:: WHAT TO PRODUCE ::
Present the following entries again, word for word and in full.

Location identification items
------------------------------------------------

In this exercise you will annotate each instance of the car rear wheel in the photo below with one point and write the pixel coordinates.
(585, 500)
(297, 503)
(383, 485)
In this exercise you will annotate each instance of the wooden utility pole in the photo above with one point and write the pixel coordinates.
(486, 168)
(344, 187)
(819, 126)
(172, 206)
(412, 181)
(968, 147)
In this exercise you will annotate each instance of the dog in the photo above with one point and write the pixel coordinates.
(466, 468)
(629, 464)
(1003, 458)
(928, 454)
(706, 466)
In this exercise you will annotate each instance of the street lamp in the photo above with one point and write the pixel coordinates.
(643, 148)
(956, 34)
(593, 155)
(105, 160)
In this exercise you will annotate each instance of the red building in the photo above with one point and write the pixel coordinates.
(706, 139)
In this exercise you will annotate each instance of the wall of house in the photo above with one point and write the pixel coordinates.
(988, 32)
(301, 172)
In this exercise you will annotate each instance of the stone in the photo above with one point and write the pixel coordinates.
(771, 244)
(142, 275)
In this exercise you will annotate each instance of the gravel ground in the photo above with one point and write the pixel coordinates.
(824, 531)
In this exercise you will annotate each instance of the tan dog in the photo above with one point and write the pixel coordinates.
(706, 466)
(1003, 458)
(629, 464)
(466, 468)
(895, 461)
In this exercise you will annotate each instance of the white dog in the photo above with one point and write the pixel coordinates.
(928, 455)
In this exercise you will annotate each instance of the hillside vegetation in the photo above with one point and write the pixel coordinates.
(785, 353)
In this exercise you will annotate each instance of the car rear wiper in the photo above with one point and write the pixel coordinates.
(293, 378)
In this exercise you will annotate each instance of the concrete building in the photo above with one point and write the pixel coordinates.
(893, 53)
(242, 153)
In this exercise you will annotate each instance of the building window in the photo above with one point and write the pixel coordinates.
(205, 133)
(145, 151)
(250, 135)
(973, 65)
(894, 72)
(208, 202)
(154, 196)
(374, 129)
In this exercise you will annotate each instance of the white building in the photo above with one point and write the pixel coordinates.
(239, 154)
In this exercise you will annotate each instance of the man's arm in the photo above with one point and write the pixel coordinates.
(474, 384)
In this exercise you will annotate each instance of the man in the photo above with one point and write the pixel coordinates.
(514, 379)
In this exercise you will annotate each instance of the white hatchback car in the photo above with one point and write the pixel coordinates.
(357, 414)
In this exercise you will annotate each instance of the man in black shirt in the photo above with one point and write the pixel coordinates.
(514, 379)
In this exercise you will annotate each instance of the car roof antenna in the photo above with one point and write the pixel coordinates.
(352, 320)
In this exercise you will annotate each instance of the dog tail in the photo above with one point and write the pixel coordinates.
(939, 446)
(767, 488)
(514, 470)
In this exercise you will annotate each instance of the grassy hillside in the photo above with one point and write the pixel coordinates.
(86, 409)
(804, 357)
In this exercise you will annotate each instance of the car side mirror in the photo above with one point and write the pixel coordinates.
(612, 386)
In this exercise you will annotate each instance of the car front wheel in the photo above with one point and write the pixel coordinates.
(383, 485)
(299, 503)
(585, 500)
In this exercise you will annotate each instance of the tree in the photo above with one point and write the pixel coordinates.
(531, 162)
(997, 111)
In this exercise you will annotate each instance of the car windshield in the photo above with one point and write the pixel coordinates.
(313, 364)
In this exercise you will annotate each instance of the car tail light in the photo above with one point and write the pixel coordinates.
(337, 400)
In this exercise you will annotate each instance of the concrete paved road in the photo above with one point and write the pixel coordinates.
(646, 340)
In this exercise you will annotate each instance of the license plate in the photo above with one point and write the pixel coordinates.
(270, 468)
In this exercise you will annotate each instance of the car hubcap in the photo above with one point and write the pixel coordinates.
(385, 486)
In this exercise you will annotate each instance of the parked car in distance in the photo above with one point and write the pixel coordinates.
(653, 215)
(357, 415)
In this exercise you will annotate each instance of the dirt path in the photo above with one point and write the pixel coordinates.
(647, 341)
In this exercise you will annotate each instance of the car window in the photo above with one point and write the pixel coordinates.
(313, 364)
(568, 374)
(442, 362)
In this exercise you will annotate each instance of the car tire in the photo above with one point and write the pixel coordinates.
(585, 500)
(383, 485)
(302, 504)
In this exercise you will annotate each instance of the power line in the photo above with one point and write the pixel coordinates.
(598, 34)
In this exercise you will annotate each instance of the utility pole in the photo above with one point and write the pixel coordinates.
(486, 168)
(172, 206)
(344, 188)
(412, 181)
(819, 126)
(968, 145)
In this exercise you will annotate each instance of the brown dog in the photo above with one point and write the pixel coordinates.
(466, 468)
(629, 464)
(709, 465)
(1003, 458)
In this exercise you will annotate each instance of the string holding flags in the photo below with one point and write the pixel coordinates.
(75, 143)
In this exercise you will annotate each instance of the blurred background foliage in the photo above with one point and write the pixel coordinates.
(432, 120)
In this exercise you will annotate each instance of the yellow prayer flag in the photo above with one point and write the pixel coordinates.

------------------------------------------------

:: RESULT OF THIS TASK ::
In this exercise you will annotate each instance of the car rear wheel in the photo below with one point and write the pixel coordinates.
(585, 500)
(297, 503)
(383, 485)
In this exercise you will annotate each instance of the wooden utility pole in the photo above with one point and write the pixel coordinates.
(486, 168)
(344, 187)
(819, 126)
(172, 206)
(412, 181)
(968, 147)
In this exercise you will annotate each instance of the dog in the photo above with one point and write the pixel coordinates.
(466, 468)
(629, 464)
(1003, 458)
(928, 454)
(706, 466)
In this exercise you will annotate each instance of the street lamp in the photo above with one point and write the pixel coordinates.
(643, 148)
(956, 34)
(593, 155)
(105, 160)
In this exercise you will annotate each instance of the red building in the photo above with one point and write the pixel coordinates.
(706, 139)
In this exercise you will annotate each instance of the wall of house in the photo above with one point and write the pixel coordinates.
(988, 32)
(301, 172)
In this exercise you will annotate each instance of the stone in the photo above with one point and write the pixel coordinates.
(771, 244)
(142, 275)
In this exercise you will annotate each instance of the gravel ground in the photo above with one point and write the pixel coordinates.
(824, 531)
In this exercise you will annotate each instance of the tan dog in the photo above with one point and write the pixel coordinates.
(706, 466)
(1003, 458)
(629, 464)
(466, 468)
(895, 461)
In this exercise you will annotate each instance of the white dog in the photo above with one point and write the pixel coordinates.
(928, 455)
In this exercise you will annotate each instance of the hillside vegetation in the photo above with one point and write the pixel coordinates.
(785, 353)
In this exercise you will annotate each instance of the car rear wiper in the photo above with one point and write the pixel coordinates.
(293, 378)
In this exercise you will annotate each instance of the concrete building in the photo above with one point and write the pixel coordinates.
(893, 53)
(242, 153)
In this exercise you will annotate each instance of the building window in the photo above with one point and write the pixel coordinates.
(205, 133)
(145, 151)
(250, 135)
(973, 65)
(894, 72)
(208, 202)
(154, 196)
(374, 129)
In this exercise you will annotate each instance of the white building in the photo above with one point and write the pixel coordinates.
(239, 154)
In this exercise you will annotate each instance of the man's arm in the photo above with one point and write the pixel coordinates.
(474, 384)
In this exercise you will annotate each instance of the man in the photo above with one point and write the pixel coordinates.
(514, 379)
In this exercise you will annotate each instance of the white hatchback car in the photo above with one point and write the pixel coordinates.
(357, 414)
In this exercise you will annotate each instance of the man in black shirt in the photo above with one point and write the pixel coordinates.
(514, 379)
In this exercise you will annotate each instance of the car roof antenna in the photo above with one point and write the pixel coordinates.
(352, 320)
In this exercise you will annotate each instance of the dog tail in the photo above with one point and write the pixel coordinates.
(939, 446)
(767, 488)
(514, 470)
In this exercise you will annotate each instance of the grassy hillside in the photo above with one point and write the pixel coordinates.
(86, 409)
(804, 357)
In this exercise you will annotate each instance of the car side mirror in the photo above with one point and write the pixel coordinates.
(612, 386)
In this exercise you will annotate each instance of the car front wheel in the photo above with one point and write the pixel coordinates.
(383, 485)
(299, 503)
(585, 500)
In this exercise you will annotate each instance of the tree in the photo above with one point and write the pixel coordinates.
(531, 162)
(997, 111)
In this exercise you will annotate each instance of the car windshield in the photo above with one point and write the pixel coordinates.
(313, 364)
In this exercise you will annotate each instance of the car tail light in the photo above with one point and write the pixel coordinates.
(337, 400)
In this exercise you will annotate each instance of the concrete paved road in the photo above with one point and write the pixel coordinates.
(646, 340)
In this exercise you will annotate each instance of the license plate in the photo above with one point and write the pixel coordinates.
(270, 468)
In this exercise you will annotate each instance of the car hubcap in the photo above with one point and write the pixel coordinates.
(385, 486)
In this exercise you will annotate each instance of the parked car in distance in the photo above with one point and write the pixel coordinates.
(653, 215)
(357, 415)
In this exercise you will annotate each instance of the dirt path in the photo above with one point and write the pixel coordinates.
(647, 341)
In this exercise you will annotate each instance of the car window in the photo above with one point and write the pixel coordinates.
(313, 364)
(568, 374)
(442, 362)
In this exercise you will annotate each instance of the car tire in the photo above with one point and write the pixel coordinates.
(585, 500)
(383, 485)
(302, 504)
In this exercise you will annotate each instance of the power line in the photo above with one point and write the pixel coordinates.
(598, 34)
In this exercise you will annotate each instance of the utility pole in the photo above with one point and write the pixel coordinates.
(486, 168)
(172, 206)
(344, 188)
(412, 181)
(819, 126)
(968, 145)
In this exercise you will annotate each instance of the brown dog in the photo above with one point and write the pixel coordinates.
(466, 468)
(629, 464)
(709, 465)
(1003, 458)
In this exercise you will annotate each instance of the string holding flags in the photo below with one point and write the pixel coordinates.
(75, 143)
In this exercise you will annotate each instance of the blurred background foliage in the photo above with one point and write the pixel coordinates.
(432, 120)
In this exercise you will annotate each instance of the yellow prayer flag in the photo above with one point and write the pixel coordinates.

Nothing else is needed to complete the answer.